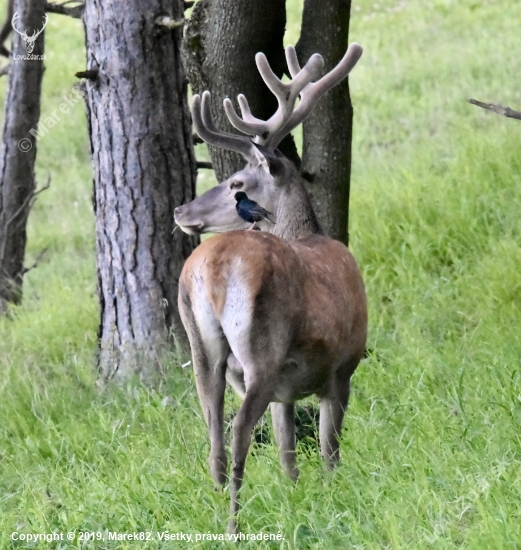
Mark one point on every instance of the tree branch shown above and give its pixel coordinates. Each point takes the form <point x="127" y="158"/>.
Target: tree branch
<point x="505" y="111"/>
<point x="64" y="9"/>
<point x="204" y="165"/>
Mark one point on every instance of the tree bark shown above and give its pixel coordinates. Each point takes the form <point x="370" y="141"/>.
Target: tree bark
<point x="18" y="152"/>
<point x="143" y="163"/>
<point x="221" y="40"/>
<point x="326" y="155"/>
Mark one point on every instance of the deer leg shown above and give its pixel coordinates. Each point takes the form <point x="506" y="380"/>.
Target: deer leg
<point x="332" y="408"/>
<point x="283" y="418"/>
<point x="209" y="353"/>
<point x="258" y="396"/>
<point x="211" y="384"/>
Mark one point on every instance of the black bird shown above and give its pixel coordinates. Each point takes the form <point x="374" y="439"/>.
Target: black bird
<point x="250" y="211"/>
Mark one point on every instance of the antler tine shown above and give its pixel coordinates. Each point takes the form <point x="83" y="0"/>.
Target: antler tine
<point x="286" y="94"/>
<point x="248" y="123"/>
<point x="207" y="131"/>
<point x="314" y="91"/>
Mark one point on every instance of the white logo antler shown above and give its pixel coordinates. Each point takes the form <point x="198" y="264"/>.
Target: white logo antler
<point x="29" y="40"/>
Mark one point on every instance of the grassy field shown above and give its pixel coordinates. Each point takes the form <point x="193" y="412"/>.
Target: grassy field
<point x="432" y="441"/>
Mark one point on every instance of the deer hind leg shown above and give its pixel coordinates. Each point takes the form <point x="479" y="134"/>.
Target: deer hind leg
<point x="209" y="352"/>
<point x="332" y="408"/>
<point x="283" y="418"/>
<point x="258" y="395"/>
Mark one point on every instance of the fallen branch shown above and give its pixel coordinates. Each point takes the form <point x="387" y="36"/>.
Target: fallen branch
<point x="500" y="110"/>
<point x="64" y="9"/>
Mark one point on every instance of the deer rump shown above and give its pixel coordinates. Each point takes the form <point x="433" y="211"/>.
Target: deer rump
<point x="297" y="308"/>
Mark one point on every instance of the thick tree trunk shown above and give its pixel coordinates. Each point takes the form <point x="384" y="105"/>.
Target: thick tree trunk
<point x="18" y="152"/>
<point x="221" y="40"/>
<point x="326" y="156"/>
<point x="143" y="164"/>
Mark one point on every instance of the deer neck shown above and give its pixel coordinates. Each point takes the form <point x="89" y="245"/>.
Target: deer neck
<point x="295" y="215"/>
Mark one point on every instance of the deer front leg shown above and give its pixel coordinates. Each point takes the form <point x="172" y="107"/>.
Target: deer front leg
<point x="256" y="401"/>
<point x="211" y="384"/>
<point x="332" y="408"/>
<point x="283" y="419"/>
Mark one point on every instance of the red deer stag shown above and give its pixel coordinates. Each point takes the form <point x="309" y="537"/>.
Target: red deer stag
<point x="280" y="313"/>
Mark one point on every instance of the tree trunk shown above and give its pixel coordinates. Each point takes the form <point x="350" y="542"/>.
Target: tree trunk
<point x="221" y="40"/>
<point x="18" y="152"/>
<point x="143" y="163"/>
<point x="326" y="155"/>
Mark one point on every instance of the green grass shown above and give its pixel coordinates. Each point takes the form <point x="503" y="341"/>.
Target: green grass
<point x="431" y="444"/>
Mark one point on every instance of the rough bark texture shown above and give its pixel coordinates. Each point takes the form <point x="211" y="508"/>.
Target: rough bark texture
<point x="18" y="152"/>
<point x="221" y="40"/>
<point x="326" y="155"/>
<point x="143" y="164"/>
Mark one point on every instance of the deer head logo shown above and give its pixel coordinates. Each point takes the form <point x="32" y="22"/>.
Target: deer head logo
<point x="29" y="40"/>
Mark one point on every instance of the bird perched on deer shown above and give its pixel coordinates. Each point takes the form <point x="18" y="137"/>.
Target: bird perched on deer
<point x="250" y="211"/>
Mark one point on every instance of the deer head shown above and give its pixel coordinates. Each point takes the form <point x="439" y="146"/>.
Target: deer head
<point x="29" y="40"/>
<point x="268" y="178"/>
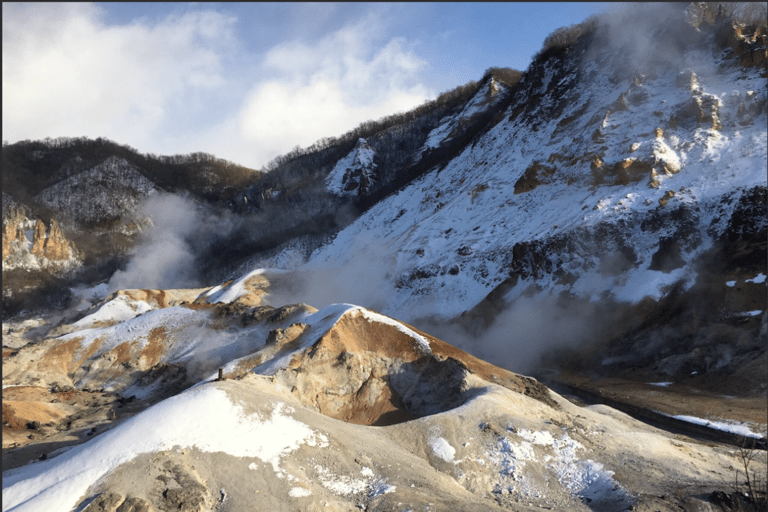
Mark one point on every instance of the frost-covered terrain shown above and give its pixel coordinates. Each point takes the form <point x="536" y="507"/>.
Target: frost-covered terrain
<point x="448" y="239"/>
<point x="341" y="406"/>
<point x="605" y="217"/>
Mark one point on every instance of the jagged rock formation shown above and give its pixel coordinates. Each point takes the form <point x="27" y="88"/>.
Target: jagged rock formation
<point x="29" y="244"/>
<point x="343" y="406"/>
<point x="612" y="202"/>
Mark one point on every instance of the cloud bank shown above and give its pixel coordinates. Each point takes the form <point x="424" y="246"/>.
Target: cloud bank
<point x="188" y="82"/>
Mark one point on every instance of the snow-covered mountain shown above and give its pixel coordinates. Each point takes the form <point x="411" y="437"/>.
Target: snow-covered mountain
<point x="340" y="331"/>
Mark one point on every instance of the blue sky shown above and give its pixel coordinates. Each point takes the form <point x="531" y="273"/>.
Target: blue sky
<point x="249" y="81"/>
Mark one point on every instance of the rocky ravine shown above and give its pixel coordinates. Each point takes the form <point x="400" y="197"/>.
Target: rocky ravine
<point x="292" y="408"/>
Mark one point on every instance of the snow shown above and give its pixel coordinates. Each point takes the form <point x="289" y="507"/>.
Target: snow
<point x="442" y="448"/>
<point x="299" y="492"/>
<point x="361" y="157"/>
<point x="478" y="209"/>
<point x="732" y="427"/>
<point x="375" y="317"/>
<point x="212" y="423"/>
<point x="581" y="478"/>
<point x="235" y="290"/>
<point x="119" y="309"/>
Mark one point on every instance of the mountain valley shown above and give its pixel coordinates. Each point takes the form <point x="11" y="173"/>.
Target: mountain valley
<point x="544" y="289"/>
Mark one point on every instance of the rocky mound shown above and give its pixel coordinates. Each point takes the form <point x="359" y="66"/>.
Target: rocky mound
<point x="170" y="401"/>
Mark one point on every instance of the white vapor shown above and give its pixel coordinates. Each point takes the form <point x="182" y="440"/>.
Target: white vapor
<point x="188" y="83"/>
<point x="165" y="258"/>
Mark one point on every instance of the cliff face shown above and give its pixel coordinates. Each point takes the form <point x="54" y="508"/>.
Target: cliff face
<point x="31" y="245"/>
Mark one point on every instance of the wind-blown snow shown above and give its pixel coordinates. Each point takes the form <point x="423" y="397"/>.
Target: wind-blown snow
<point x="119" y="309"/>
<point x="446" y="239"/>
<point x="442" y="448"/>
<point x="212" y="423"/>
<point x="734" y="428"/>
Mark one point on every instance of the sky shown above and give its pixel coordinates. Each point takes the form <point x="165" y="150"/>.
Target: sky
<point x="249" y="81"/>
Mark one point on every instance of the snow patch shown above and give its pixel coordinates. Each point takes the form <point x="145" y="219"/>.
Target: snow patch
<point x="212" y="423"/>
<point x="732" y="427"/>
<point x="442" y="448"/>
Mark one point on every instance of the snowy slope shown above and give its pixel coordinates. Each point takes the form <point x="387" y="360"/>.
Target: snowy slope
<point x="447" y="239"/>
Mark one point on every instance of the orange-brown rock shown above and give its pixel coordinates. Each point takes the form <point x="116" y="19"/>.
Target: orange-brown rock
<point x="38" y="240"/>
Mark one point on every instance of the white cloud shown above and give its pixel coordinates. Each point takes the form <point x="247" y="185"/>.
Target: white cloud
<point x="175" y="86"/>
<point x="329" y="88"/>
<point x="65" y="73"/>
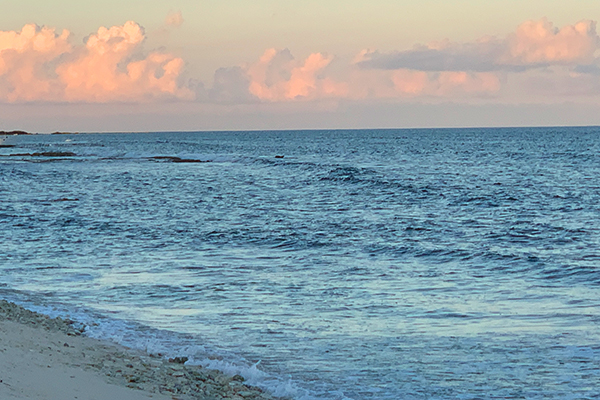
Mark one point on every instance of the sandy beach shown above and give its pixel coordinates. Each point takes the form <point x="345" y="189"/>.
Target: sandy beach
<point x="43" y="358"/>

▸ REQUIRED WORK: Format all of the data above as a JSON list of strings, with one string for each line and blank lines omitted. Leave the pictures out.

▸ RESULT OF THE EXERCISE:
[
  "Mark one point on every instance of the tree branch shown above and give its pixel coordinates. Each point takes the form <point x=\"127\" y=\"158\"/>.",
  "Target: tree branch",
  "<point x=\"505\" y=\"111\"/>",
  "<point x=\"64\" y=\"9\"/>",
  "<point x=\"204\" y=\"165\"/>",
  "Mark one point on every instance of the tree bark shown above and give its pixel coordinates. Each point takes the form <point x=\"370\" y=\"141\"/>.",
  "Target: tree bark",
  "<point x=\"18\" y=\"152\"/>",
  "<point x=\"143\" y=\"163\"/>",
  "<point x=\"221\" y=\"40\"/>",
  "<point x=\"326\" y=\"155\"/>",
  "Mark one point on every instance of the deer leg shown above and give its pixel coordinates. Each point takes the form <point x=\"506\" y=\"380\"/>.",
  "Target: deer leg",
  "<point x=\"332\" y=\"408\"/>",
  "<point x=\"283\" y=\"418\"/>",
  "<point x=\"209\" y=\"353\"/>",
  "<point x=\"258\" y=\"396\"/>",
  "<point x=\"211\" y=\"384\"/>",
  "Mark one point on every instance of the black bird shown above and give its pixel coordinates. Each point takes the form <point x=\"374\" y=\"439\"/>.",
  "Target: black bird",
  "<point x=\"250\" y=\"211\"/>",
  "Mark one point on every instance of the antler tine shown above and give its pixel coordinates. Each point takes the form <point x=\"83\" y=\"0\"/>.",
  "Target: antler tine",
  "<point x=\"286\" y=\"94\"/>",
  "<point x=\"248\" y=\"123\"/>",
  "<point x=\"207\" y=\"131\"/>",
  "<point x=\"314\" y=\"91\"/>",
  "Mark one point on every instance of the white logo antler shown above and give its pixel coordinates. Each point takes the form <point x=\"198\" y=\"264\"/>.",
  "Target: white logo antler",
  "<point x=\"29\" y=\"40\"/>",
  "Mark one point on every instance of the grassy field shown above and give its pixel coordinates. Each point takes the form <point x=\"193\" y=\"412\"/>.",
  "Target: grassy field",
  "<point x=\"432\" y=\"441\"/>",
  "Mark one point on every instance of the deer hind leg shown above and give its pixel coordinates. Each point takes the form <point x=\"479\" y=\"134\"/>.",
  "Target: deer hind leg",
  "<point x=\"209\" y=\"352\"/>",
  "<point x=\"332\" y=\"408\"/>",
  "<point x=\"283\" y=\"418\"/>",
  "<point x=\"258\" y=\"395\"/>",
  "Mark one point on every instance of the fallen branch shown above and give its pixel coordinates. Each point takes the form <point x=\"387\" y=\"36\"/>.",
  "Target: fallen branch",
  "<point x=\"500\" y=\"110\"/>",
  "<point x=\"64\" y=\"9\"/>",
  "Mark one point on every instance of the deer rump shown above and give its pixel coordinates. Each point takes the form <point x=\"433\" y=\"211\"/>.",
  "Target: deer rump",
  "<point x=\"297\" y=\"308\"/>",
  "Mark one point on every instance of the thick tree trunk shown above and give its pixel coordinates. Each point takes the form <point x=\"384\" y=\"105\"/>.",
  "Target: thick tree trunk",
  "<point x=\"18\" y=\"152\"/>",
  "<point x=\"221\" y=\"40\"/>",
  "<point x=\"326\" y=\"156\"/>",
  "<point x=\"143\" y=\"164\"/>",
  "Mark one point on every instance of the deer neck shown above and give its pixel coordinates. Each point takes the form <point x=\"89\" y=\"245\"/>.",
  "Target: deer neck",
  "<point x=\"295\" y=\"215\"/>",
  "Mark one point on every instance of the deer front leg shown above and give its pixel coordinates. Each point takes the form <point x=\"172\" y=\"107\"/>.",
  "Target: deer front leg",
  "<point x=\"256\" y=\"401\"/>",
  "<point x=\"211\" y=\"384\"/>",
  "<point x=\"332\" y=\"408\"/>",
  "<point x=\"283\" y=\"419\"/>",
  "Mark one point on every instance of the red deer stag shown above and give its pixel coordinates. Each point takes the form <point x=\"309\" y=\"537\"/>.",
  "Target: red deer stag",
  "<point x=\"280\" y=\"313\"/>",
  "Mark one point on every instance of the tree trunk shown above and give its pixel coordinates. Each point takes the form <point x=\"350\" y=\"542\"/>.",
  "Target: tree trunk",
  "<point x=\"221\" y=\"40\"/>",
  "<point x=\"18\" y=\"152\"/>",
  "<point x=\"143\" y=\"163\"/>",
  "<point x=\"326\" y=\"155\"/>",
  "Mark one point on every instance of the green grass shown above and give its pixel coordinates. Each point takes the form <point x=\"503\" y=\"341\"/>.",
  "Target: green grass",
  "<point x=\"431\" y=\"444\"/>",
  "Mark one point on every instance of the rough bark texture shown above and give its pixel coordinates. Each point takes the form <point x=\"211\" y=\"508\"/>.",
  "Target: rough bark texture",
  "<point x=\"18\" y=\"152\"/>",
  "<point x=\"221\" y=\"40\"/>",
  "<point x=\"326\" y=\"155\"/>",
  "<point x=\"143\" y=\"164\"/>",
  "Mark one point on every instance of the deer head logo shown above and give its pixel coordinates. Each point takes the form <point x=\"32\" y=\"22\"/>.",
  "Target: deer head logo",
  "<point x=\"29\" y=\"40\"/>",
  "Mark one point on every instance of the bird perched on deer shown above and give its pixel coordinates. Each point takes the form <point x=\"18\" y=\"137\"/>.",
  "Target: bird perched on deer",
  "<point x=\"250\" y=\"211\"/>",
  "Mark one point on every instance of the deer head shown above and give its pixel coordinates. Each point takes the form <point x=\"439\" y=\"146\"/>.",
  "Target: deer head",
  "<point x=\"29\" y=\"40\"/>",
  "<point x=\"268\" y=\"178\"/>",
  "Mark one point on every instance of the frost-covered terrain shown above and give its pixel coordinates. Each point takes the form <point x=\"536\" y=\"507\"/>.",
  "Target: frost-covered terrain",
  "<point x=\"448\" y=\"239\"/>",
  "<point x=\"341\" y=\"406\"/>",
  "<point x=\"605\" y=\"217\"/>",
  "Mark one point on every instance of the jagged rock formation shown above and give its pixel coordinates. Each point takes the form <point x=\"27\" y=\"88\"/>.",
  "Target: jagged rock formation",
  "<point x=\"29\" y=\"244\"/>",
  "<point x=\"343\" y=\"406\"/>",
  "<point x=\"612\" y=\"202\"/>",
  "Mark one point on every instance of the cloud bank shown above and give its pixel coordinates. Each point takes the form <point x=\"424\" y=\"246\"/>.",
  "Target: cloud bank",
  "<point x=\"188\" y=\"82\"/>",
  "Mark one point on every instance of the snow-covered mountain shown above and give its pixel coordinates. Each point takes the form <point x=\"411\" y=\"437\"/>.",
  "Target: snow-covered mountain",
  "<point x=\"340\" y=\"331\"/>",
  "Mark one point on every instance of the blue sky shown above and give its pixel coordinates. Each point takes the form <point x=\"531\" y=\"273\"/>.",
  "Target: blue sky",
  "<point x=\"249\" y=\"81\"/>",
  "Mark one point on every instance of the rocky ravine shown above and give its pixel coordinates. Each point takes the form <point x=\"400\" y=\"197\"/>.",
  "Target: rocky ravine",
  "<point x=\"292\" y=\"408\"/>",
  "Mark one point on every instance of the snow shown above and give its pixel coordinates. Each point takes the form <point x=\"289\" y=\"507\"/>.",
  "Target: snow",
  "<point x=\"442\" y=\"448\"/>",
  "<point x=\"299\" y=\"492\"/>",
  "<point x=\"361\" y=\"157\"/>",
  "<point x=\"478\" y=\"209\"/>",
  "<point x=\"732\" y=\"427\"/>",
  "<point x=\"375\" y=\"317\"/>",
  "<point x=\"212\" y=\"423\"/>",
  "<point x=\"581\" y=\"478\"/>",
  "<point x=\"235\" y=\"290\"/>",
  "<point x=\"119\" y=\"309\"/>",
  "Mark one point on every instance of the mountain valley shown above and give its pixel coordinates. Each point takes the form <point x=\"11\" y=\"173\"/>.",
  "Target: mountain valley",
  "<point x=\"544\" y=\"289\"/>",
  "Mark one point on every instance of the rocky mound shown above and give its pixel coordinates. Each point takes the form <point x=\"359\" y=\"66\"/>.",
  "Target: rocky mound",
  "<point x=\"170\" y=\"401\"/>",
  "Mark one point on every instance of the white vapor shown above and give its pixel coordinates. Each point takes the form <point x=\"182\" y=\"440\"/>.",
  "Target: white vapor",
  "<point x=\"188\" y=\"83\"/>",
  "<point x=\"165\" y=\"258\"/>",
  "Mark one point on every instance of the cliff face shown above and give its pixel coordinates. Each point takes the form <point x=\"54\" y=\"508\"/>.",
  "Target: cliff face",
  "<point x=\"31\" y=\"245\"/>",
  "Mark one point on every instance of the wind-blown snow shown above and give its pixel coordinates. Each point takes the form <point x=\"423\" y=\"397\"/>.",
  "Target: wind-blown snow",
  "<point x=\"119\" y=\"309\"/>",
  "<point x=\"446\" y=\"239\"/>",
  "<point x=\"442\" y=\"448\"/>",
  "<point x=\"212\" y=\"423\"/>",
  "<point x=\"734\" y=\"428\"/>",
  "Mark one point on every instance of the sky shown above and give its pixel coordinates. Each point takes the form <point x=\"165\" y=\"150\"/>.",
  "Target: sky",
  "<point x=\"249\" y=\"81\"/>",
  "Mark one point on every instance of the snow patch shown above and give its pixel coordinates. Each point takes the form <point x=\"145\" y=\"219\"/>.",
  "Target: snow patch",
  "<point x=\"212\" y=\"423\"/>",
  "<point x=\"732\" y=\"427\"/>",
  "<point x=\"442\" y=\"448\"/>",
  "Mark one point on every instance of the snowy slope shown above and give its pixel coordinates. Each point takes the form <point x=\"387\" y=\"360\"/>.",
  "Target: snowy slope",
  "<point x=\"447\" y=\"239\"/>",
  "Mark one point on every instance of the orange-brown rock shown above and give its pixel coordinates. Each point takes the form <point x=\"116\" y=\"19\"/>.",
  "Target: orange-brown rock",
  "<point x=\"38\" y=\"240\"/>",
  "Mark one point on every instance of the white cloud shown above and give its pixel coordinates. Each point takes the form <point x=\"247\" y=\"185\"/>.",
  "Target: white cloud",
  "<point x=\"175\" y=\"86\"/>",
  "<point x=\"329\" y=\"88\"/>",
  "<point x=\"65\" y=\"73\"/>",
  "Mark one point on every instance of the sandy beach shown above and give its pixel coordinates. Each point takes the form <point x=\"345\" y=\"189\"/>.",
  "Target: sandy beach",
  "<point x=\"43\" y=\"358\"/>"
]